Given task 1: Copy everything in the Ginsberg lecture on William Carlos Williams from "Allen Ginsberg continues" down to "get into that.", word for word.
Given task 2: Write the next part of the Ginsberg lecture on William Carlos Williams, picking up after its final sentence.

Excerpted text:
____
Allen Ginsberg continues his Mind Mouth and Page lectures on William Carlos Williams
AG: …mindfulness, Oriental-style. You can see it already when I interjected the fifty or so haiku in the middle of (William Carlos) Williams’ short poems last time.
What I’ll do today, actually, is go through more Williams, one or two poems, a couple of poems by an Objectivist (quote-unquote) friend of his, Charles Reznikoff, and I had mentioned a specific story by Williams in “The Knife of the Times”. It’s called “The Knife of the Times”. Did anybody get to read that? Can you raise your hands? – so, ok, I’ve got it here in class, it’s very brief, three pages, so I’ll get into that.
So (first) “January Morning”. Williams went out on a walk..and, I’ll find my place in a moment.. one moment
Student: It’s (page) 162
AG: 162? Is that where we began. He calls it a “suite”. There’s still some effort to keep track of his forms – as if it were, like, a legitimate European somewhat-musical form – a suite. There’s a kind of naivete in that. [Allen reads Williams’ “January Morning”] -“I’ve discovered that most of/ the beauties of travel are due to/ the strange hours we keep to see them”…”Well, you know how/ the young girls run giggling/ on Park Avenue after dark/ when they ought to be home in bed?/ Well,/ that’s the way it is with me somehow.” – Well, that’s a perfect example of what was proposed earlier in this class, and proposed upstairs in the Great Lecture Hall, as “mindfulness”. In other words, the same practices are useful. The same place is being watched outside of your head, or, if you include your thoughts, inside your head, as well. But you’re watching your thoughts, you’re not getting lost in them, (or) getting dreary and wound-up and sentimental and involved in the movie of your own mind. You’re watching the movie of your mind and taking down a few notes on the scenes.
He (Williams) gets a little heavy in talking “To A Solitary Disciple” – because he has a solitary disciple now in Rutherford (he’s a guru, he’s a poetry guru) and these are his instructions to his solitary disciple. [Allen reads “To A Solitary Disciple”] – “Rather notice, mon cher/ that the moon is/ tilted above/ the point of the steeple/ than that its color/ is shell-pink/ Rather observe/ that it is early morning/than that the sky/ is smooth/ as a turquoise”…”..observe/ the oppressive weight/of that squat edifice/ Observe/ the jasmine lightness of the moon.” – So he’s making fun of his own practice, but also giving very intelligent instructions how to look – how to choose detail, how to avoid getting too poetical and describing the turquoise aspect (which in Paterson, New Jersey, was not so omnipresent as it is in the Southwest).
Continuing with character again, or a “a portrait of a lady” – “Dedication for a Plot of Ground” – [Allen reads “Dedication for a Plot of Ground”] – “This plot of ground/ facing the waters of this inlet..”..”If you care bring nothing to this place/ but your carcass, keep out.”) – Well, it’s a little novel actually. Like, a complete history (even more exquisite – you see his practice of, actually, complete life-histories in one page).Williams wrote a play called “Many Loves”, which was the doctor and his girlfriend and the doctor’s wife and the girlfriend’s girlfriend (the gay motorcyclist of 1932, zapping through Rutherford in a black jacket). So, Williams himself was not gay but his mind was gay, or his humane nature was gay, or humani nihil a me alienum puto – whatever the proper quotation is (do you know? classicist, sir? – nihil?) – nothing human is alien to me – nothing human alien – So it’s an odd sympathy on Williams’ part, but absolutely true. It’s a complete life expressed in that short story (that play) – anybody’s life, or anybody’s particular weird love – not necessarily homosexual, but anybody’s weird love.
____
Provided data:
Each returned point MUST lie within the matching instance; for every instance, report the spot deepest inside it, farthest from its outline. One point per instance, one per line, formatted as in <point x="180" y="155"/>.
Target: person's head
____
Right answer 1:
Allen Ginsberg continues his Mind Mouth and Page lectures on William Carlos Williams
AG: …mindfulness, Oriental-style. You can see it already when I interjected the fifty or so haiku in the middle of (William Carlos) Williams’ short poems last time.
What I’ll do today, actually, is go through more Williams, one or two poems, a couple of poems by an Objectivist (quote-unquote) friend of his, Charles Reznikoff, and I had mentioned a specific story by Williams in “The Knife of the Times”. It’s called “The Knife of the Times”. Did anybody get to read that? Can you raise your hands? – so, ok, I’ve got it here in class, it’s very brief, three pages, so I’ll get into that.

Right answer 2:
He’s written novels too – Life Along the Passaic River – many short stories – White Mule, the novel. A number of short stories. They’re all very detailed attentive realistic, (unimaginative, in the sense that there’s no display of smart-aleck imagination, there’s no un-Rutherford-ian turquoise in it, but there is the solid back-rock of Passaic County).
Student: What was the name of the book that you just read from?
AG: The book that I just read from is The Farmers’ Daughters. It’s the Collected Stories of Williams and that’s the first of the stories. There’s a big funny story about a handsome motorcyclist coming in from Greenwich Village to New Jersey all the time to visit his friend – that’s back in the ’30’s. (It has) a photo of Williams on the cover with all the smokestacks of downtown Paterson behind him – at home in his landscape. His friend – Charles Reznikoff (I spoke of the Objectivist movement – they presented the image, presented the fact, the meticulous details) – I keep quoting these phrases, hoping that, sooner or later, they’ll fall into place – “minute particulars” says William Blake – “minute particulars” – “No ideas but in things” (says Williams). I guess the present Buddhist terminology is “watchfulness” (as distinct from analysis). The Objectivists also presented the thoughts (so they were watchful of their thoughts, or their feelings, (and) included those in the poem. [turning to student] – You had a question?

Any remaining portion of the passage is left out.